begin
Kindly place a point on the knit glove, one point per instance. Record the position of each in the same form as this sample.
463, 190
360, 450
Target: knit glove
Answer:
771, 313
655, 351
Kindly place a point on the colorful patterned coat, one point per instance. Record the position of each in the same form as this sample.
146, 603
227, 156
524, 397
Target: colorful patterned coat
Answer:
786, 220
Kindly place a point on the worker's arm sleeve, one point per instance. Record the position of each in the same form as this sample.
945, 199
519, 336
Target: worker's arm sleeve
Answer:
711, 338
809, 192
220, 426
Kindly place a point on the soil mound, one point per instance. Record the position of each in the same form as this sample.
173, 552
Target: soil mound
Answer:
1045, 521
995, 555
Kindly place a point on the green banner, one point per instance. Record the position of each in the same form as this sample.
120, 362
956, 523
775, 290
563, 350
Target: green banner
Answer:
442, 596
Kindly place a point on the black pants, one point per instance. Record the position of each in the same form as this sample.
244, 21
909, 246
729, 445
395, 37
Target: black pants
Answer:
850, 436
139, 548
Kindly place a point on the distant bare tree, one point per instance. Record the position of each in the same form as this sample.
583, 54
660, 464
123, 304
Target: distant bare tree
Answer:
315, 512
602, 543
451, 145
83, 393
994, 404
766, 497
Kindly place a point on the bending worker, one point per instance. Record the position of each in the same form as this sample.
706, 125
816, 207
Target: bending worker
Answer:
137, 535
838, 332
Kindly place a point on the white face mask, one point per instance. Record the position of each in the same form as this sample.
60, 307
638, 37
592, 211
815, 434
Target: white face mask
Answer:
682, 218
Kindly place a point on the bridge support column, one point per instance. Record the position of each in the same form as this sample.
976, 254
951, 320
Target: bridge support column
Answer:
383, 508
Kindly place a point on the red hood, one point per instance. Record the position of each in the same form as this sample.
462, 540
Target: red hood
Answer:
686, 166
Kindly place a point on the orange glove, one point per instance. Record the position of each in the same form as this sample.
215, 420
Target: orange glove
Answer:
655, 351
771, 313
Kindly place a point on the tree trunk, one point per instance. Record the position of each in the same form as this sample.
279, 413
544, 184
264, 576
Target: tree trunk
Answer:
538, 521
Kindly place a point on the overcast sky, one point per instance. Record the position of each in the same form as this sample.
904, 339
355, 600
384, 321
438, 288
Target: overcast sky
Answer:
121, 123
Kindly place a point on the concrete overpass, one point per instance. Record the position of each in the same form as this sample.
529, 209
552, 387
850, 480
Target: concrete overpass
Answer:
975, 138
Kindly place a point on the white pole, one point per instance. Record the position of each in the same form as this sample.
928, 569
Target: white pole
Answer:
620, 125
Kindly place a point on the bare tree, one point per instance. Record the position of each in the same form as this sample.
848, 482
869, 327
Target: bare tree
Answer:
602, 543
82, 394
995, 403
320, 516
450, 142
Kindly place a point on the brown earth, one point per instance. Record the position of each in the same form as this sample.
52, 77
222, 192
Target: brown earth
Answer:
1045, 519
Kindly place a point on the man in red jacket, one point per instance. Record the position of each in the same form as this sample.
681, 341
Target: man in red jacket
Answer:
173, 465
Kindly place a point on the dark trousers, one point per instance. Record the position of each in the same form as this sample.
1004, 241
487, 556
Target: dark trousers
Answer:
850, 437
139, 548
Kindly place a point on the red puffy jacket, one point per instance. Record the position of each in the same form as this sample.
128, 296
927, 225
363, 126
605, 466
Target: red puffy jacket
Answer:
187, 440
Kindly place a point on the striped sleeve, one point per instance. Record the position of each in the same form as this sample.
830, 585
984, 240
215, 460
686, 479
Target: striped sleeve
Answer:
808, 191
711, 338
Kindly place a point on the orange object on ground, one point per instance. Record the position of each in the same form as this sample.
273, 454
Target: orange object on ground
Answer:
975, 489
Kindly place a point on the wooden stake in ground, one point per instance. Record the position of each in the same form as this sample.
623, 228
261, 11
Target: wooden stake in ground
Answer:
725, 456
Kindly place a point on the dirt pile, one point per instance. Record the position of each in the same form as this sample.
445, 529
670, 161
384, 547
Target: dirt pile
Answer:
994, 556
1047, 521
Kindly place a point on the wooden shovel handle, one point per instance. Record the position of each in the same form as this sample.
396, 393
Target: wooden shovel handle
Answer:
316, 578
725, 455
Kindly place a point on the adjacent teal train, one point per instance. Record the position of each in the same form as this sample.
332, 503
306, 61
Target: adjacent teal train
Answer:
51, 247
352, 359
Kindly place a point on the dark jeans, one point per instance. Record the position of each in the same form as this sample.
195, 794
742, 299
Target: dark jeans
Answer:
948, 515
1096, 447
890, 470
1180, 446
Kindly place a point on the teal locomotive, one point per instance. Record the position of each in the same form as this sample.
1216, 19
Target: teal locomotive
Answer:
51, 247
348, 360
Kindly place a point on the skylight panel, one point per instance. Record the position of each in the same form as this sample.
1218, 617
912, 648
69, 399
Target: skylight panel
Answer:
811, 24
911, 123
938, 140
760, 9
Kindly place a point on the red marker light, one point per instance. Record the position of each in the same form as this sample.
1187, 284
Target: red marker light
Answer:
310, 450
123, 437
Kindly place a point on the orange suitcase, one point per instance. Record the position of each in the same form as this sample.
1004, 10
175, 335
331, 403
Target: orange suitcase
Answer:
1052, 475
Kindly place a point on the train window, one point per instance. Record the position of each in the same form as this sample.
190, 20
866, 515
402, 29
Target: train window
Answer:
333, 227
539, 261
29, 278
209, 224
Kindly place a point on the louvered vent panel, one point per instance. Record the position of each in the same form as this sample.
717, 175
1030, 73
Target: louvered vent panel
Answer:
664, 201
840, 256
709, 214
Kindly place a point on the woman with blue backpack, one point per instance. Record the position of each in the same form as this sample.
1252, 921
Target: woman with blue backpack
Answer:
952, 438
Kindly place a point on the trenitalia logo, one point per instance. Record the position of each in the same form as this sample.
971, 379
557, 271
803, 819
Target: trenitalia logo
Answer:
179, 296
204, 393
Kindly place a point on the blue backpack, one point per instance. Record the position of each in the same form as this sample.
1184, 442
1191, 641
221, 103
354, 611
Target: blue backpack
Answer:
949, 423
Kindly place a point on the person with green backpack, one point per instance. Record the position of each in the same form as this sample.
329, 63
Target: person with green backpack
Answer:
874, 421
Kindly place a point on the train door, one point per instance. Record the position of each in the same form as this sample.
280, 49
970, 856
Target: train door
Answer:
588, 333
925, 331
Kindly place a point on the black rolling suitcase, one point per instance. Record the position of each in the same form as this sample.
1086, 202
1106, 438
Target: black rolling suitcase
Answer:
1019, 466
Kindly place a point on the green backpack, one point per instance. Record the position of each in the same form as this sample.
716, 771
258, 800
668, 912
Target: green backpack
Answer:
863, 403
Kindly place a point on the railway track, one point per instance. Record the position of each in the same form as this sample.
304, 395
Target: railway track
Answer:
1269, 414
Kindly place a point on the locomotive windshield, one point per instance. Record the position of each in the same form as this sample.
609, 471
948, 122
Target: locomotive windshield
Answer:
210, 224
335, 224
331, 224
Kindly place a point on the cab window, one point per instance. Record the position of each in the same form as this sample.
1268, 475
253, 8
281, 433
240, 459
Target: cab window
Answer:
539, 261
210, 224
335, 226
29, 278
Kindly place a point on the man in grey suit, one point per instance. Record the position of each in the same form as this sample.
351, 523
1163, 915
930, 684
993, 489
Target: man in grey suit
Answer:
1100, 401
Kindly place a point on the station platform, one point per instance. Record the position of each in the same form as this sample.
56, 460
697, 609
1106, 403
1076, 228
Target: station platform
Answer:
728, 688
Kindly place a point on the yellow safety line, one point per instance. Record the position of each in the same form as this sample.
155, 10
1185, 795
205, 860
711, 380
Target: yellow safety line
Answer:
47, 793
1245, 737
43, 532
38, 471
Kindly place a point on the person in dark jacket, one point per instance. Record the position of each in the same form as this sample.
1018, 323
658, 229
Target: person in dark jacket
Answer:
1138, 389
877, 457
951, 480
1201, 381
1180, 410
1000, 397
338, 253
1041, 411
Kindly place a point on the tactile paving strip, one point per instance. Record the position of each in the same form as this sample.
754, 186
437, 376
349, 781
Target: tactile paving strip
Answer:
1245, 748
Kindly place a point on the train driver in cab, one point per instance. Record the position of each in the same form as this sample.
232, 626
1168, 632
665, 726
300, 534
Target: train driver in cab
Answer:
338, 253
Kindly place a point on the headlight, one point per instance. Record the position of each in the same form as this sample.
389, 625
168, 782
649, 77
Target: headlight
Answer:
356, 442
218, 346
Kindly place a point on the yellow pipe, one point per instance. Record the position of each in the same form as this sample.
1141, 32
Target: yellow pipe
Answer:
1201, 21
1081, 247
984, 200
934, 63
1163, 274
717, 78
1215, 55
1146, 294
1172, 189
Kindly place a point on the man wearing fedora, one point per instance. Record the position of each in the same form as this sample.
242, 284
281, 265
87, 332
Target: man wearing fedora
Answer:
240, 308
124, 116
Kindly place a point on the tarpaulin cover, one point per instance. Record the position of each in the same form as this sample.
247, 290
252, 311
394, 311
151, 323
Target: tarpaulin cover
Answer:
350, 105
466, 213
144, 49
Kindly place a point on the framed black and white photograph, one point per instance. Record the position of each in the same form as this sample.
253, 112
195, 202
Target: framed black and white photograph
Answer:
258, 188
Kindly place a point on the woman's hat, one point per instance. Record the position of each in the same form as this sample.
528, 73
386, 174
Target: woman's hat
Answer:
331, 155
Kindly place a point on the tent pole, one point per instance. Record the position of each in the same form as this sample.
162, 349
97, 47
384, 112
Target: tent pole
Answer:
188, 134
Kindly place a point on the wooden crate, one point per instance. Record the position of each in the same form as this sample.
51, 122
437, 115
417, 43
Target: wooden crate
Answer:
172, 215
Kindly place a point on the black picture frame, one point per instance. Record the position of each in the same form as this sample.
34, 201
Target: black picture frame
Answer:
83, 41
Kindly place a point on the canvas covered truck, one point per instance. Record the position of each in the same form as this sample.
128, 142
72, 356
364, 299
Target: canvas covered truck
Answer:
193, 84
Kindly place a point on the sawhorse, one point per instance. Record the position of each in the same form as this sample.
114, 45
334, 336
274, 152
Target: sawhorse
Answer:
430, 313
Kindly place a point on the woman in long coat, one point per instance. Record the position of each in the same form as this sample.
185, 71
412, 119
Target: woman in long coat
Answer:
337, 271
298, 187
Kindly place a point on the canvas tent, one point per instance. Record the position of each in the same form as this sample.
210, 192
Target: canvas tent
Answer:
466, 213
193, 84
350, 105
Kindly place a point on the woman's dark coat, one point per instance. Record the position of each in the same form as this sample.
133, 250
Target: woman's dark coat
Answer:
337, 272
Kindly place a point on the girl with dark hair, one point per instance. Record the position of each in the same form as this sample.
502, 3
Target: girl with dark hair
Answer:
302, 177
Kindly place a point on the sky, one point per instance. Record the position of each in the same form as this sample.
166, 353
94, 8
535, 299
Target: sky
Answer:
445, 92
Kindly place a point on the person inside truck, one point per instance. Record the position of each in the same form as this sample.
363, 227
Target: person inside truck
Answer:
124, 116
end
> _Stated task_:
Copy exactly the lines above, from the one containing "Kindly place a point on the woman's dark" through the very last line.

> _Completed exercise_:
Kindly place a point on the woman's dark coat, one point per instance. Record the position of each in the same form as this sample.
133, 250
Target: woman's dark coat
Answer:
337, 272
Kindly place a point on the girl with dark hair, one point per instance. Record the position of each in the same form as this sample.
502, 3
Target: girl with dark hair
Answer:
302, 177
Kindly place a point on the sky, one point per instance. Record the position of each in the same form as this sample.
166, 353
94, 8
535, 299
Target: sky
Answer:
445, 92
Kindly place a point on the person inside truck, one point per instance. Record the position of each in the same form as this sample.
363, 227
Target: person inside truck
Answer:
124, 116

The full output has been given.